**What to produce**. Rewrite the part of the diabetes text that begins at the words "These signs include" and stops after "stored until needed.", putting "blood glucose" wherever "blood sugar" appears.

**Extract provided**.

Someone with diabetes often experiences three main signs or symptoms, often referred to as the triad of symptoms.
These signs include polyphagia (excessive hunger), polydipsia (increased thirst), and polyuria (frequent or excessive urination). While the other symptoms can also be serious, today we focus on polyphagia or the excessive hunger that often occurs.
We will take a closer look at why diabetics are always hungry, what that may mean, and how to combat it.
In a healthy body, insulin works to turn what you eat into energy. When you eat a meal, your blood sugar levels rise. This triggers the pancreas to produce insulin and release it into the bloodstream, where it helps the glucose enter the cells in your muscles, fat, and liver. This energy is either used or stored until needed.
Unfortunately, with diabetes, insulin either does not work correctly, or the body does not produce enough or any at all. Without the necessary insulin, the blood sugar remains in the bloodstream, leaving the muscles and other cells in the body starved for the energy they need. This stimulates cravings for food and the feelings of hunger you may experience.
Hyperglycemia refers to high blood glucose levels in the body. This occurs when the body produces too little, or no insulin or the insulin the body produces does not perform properly.
As mentioned above, when this occurs, the body is unable to take the food you eat and convert it to energy. Because of this, your body still craves food in order to meet energy demands. Your body continues to tell you it is hungry, and, in many cases, you may give in to these cravings.

**Provided material**.
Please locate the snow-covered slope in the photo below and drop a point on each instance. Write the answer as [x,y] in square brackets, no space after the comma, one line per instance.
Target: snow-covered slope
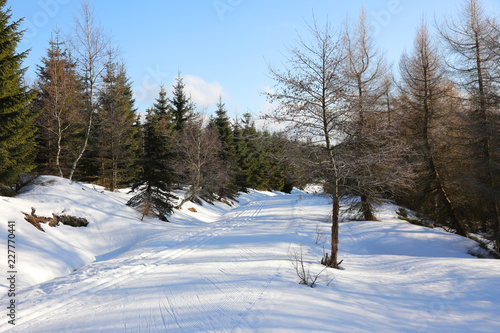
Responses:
[228,269]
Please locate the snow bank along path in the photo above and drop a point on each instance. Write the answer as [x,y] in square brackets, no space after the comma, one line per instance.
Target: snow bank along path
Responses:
[205,282]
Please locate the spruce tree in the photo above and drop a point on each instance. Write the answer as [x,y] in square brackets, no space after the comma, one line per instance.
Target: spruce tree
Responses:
[182,106]
[227,152]
[157,176]
[115,134]
[17,131]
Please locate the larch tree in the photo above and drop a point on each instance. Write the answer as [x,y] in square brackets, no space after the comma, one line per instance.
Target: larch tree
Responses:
[17,129]
[365,69]
[424,87]
[474,60]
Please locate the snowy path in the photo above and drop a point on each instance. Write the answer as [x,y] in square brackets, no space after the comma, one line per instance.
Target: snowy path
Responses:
[182,281]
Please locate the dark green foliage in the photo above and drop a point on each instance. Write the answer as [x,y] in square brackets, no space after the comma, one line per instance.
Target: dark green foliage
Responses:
[17,131]
[157,176]
[182,106]
[114,142]
[227,152]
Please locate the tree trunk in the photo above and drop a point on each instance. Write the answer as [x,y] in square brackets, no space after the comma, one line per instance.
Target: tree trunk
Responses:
[335,233]
[366,209]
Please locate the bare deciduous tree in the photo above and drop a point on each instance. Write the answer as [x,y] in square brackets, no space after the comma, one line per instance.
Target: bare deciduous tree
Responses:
[89,43]
[311,99]
[60,101]
[199,162]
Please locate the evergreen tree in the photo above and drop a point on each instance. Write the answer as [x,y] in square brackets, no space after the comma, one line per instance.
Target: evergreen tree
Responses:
[59,102]
[157,176]
[227,152]
[182,106]
[162,105]
[115,144]
[17,130]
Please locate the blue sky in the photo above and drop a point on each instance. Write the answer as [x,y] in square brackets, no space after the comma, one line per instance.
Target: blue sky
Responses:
[221,47]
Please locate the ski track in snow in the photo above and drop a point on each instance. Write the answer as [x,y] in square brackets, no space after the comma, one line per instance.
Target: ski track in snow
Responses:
[183,281]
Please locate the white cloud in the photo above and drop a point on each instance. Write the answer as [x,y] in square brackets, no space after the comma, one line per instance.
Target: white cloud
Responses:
[204,94]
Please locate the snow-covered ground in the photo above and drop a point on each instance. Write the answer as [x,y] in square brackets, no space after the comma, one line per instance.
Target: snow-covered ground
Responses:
[228,269]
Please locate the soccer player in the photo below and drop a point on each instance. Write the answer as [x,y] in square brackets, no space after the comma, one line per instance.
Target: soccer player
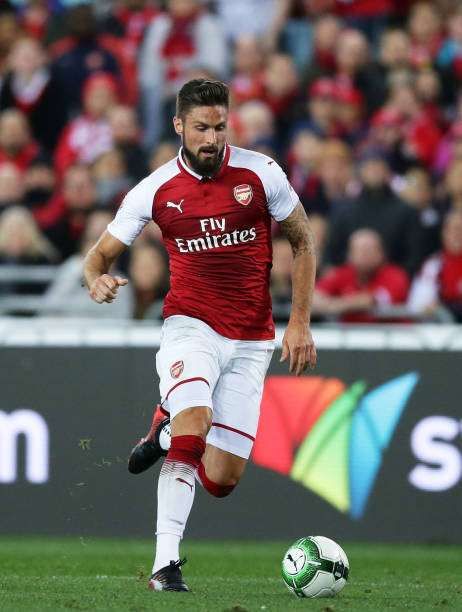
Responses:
[214,204]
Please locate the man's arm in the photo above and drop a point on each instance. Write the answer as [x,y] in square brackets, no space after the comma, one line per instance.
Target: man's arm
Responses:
[297,343]
[103,287]
[324,304]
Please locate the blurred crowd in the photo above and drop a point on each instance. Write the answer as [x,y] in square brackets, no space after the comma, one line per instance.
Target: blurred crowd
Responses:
[360,101]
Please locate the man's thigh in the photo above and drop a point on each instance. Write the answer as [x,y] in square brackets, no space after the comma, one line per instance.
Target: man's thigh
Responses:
[188,365]
[236,399]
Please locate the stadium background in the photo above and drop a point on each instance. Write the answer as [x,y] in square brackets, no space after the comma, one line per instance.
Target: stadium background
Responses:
[359,101]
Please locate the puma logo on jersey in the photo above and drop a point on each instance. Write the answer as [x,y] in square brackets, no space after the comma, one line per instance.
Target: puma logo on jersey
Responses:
[173,205]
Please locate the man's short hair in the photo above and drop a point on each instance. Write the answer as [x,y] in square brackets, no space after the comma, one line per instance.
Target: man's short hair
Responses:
[201,92]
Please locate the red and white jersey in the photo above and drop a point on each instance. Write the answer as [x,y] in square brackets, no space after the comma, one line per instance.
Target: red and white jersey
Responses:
[217,232]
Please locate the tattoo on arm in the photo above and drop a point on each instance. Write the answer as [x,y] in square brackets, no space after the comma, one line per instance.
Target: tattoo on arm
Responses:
[296,229]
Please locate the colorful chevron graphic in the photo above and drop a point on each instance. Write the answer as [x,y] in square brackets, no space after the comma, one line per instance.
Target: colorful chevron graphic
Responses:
[329,438]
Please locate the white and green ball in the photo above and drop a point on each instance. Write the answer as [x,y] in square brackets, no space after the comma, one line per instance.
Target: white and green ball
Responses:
[315,567]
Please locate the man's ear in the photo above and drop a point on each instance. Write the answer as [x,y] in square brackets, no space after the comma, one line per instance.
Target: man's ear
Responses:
[178,125]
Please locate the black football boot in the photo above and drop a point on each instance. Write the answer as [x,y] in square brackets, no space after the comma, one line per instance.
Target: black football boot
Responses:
[168,578]
[148,450]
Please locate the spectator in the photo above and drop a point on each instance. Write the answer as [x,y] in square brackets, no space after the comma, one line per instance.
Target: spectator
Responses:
[303,158]
[164,152]
[338,184]
[39,182]
[248,61]
[16,143]
[31,87]
[34,18]
[148,273]
[21,242]
[89,135]
[378,208]
[80,55]
[417,191]
[363,289]
[369,16]
[322,118]
[123,32]
[425,28]
[395,51]
[439,283]
[181,38]
[421,134]
[453,184]
[255,125]
[126,138]
[66,297]
[111,178]
[449,149]
[76,201]
[325,36]
[354,68]
[280,90]
[449,59]
[254,17]
[9,32]
[129,19]
[386,133]
[350,114]
[11,186]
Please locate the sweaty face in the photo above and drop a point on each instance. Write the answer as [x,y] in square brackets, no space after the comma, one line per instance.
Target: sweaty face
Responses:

**Result of the task**.
These signs include polyphagia (excessive hunger), polydipsia (increased thirst), and polyuria (frequent or excessive urination). While the other symptoms can also be serious, today we focus on polyphagia or the excessive hunger that often occurs.
We will take a closer look at why diabetics are always hungry, what that may mean, and how to combat it.
In a healthy body, insulin works to turn what you eat into energy. When you eat a meal, your blood glucose levels rise. This triggers the pancreas to produce insulin and release it into the bloodstream, where it helps the glucose enter the cells in your muscles, fat, and liver. This energy is either used or stored until needed.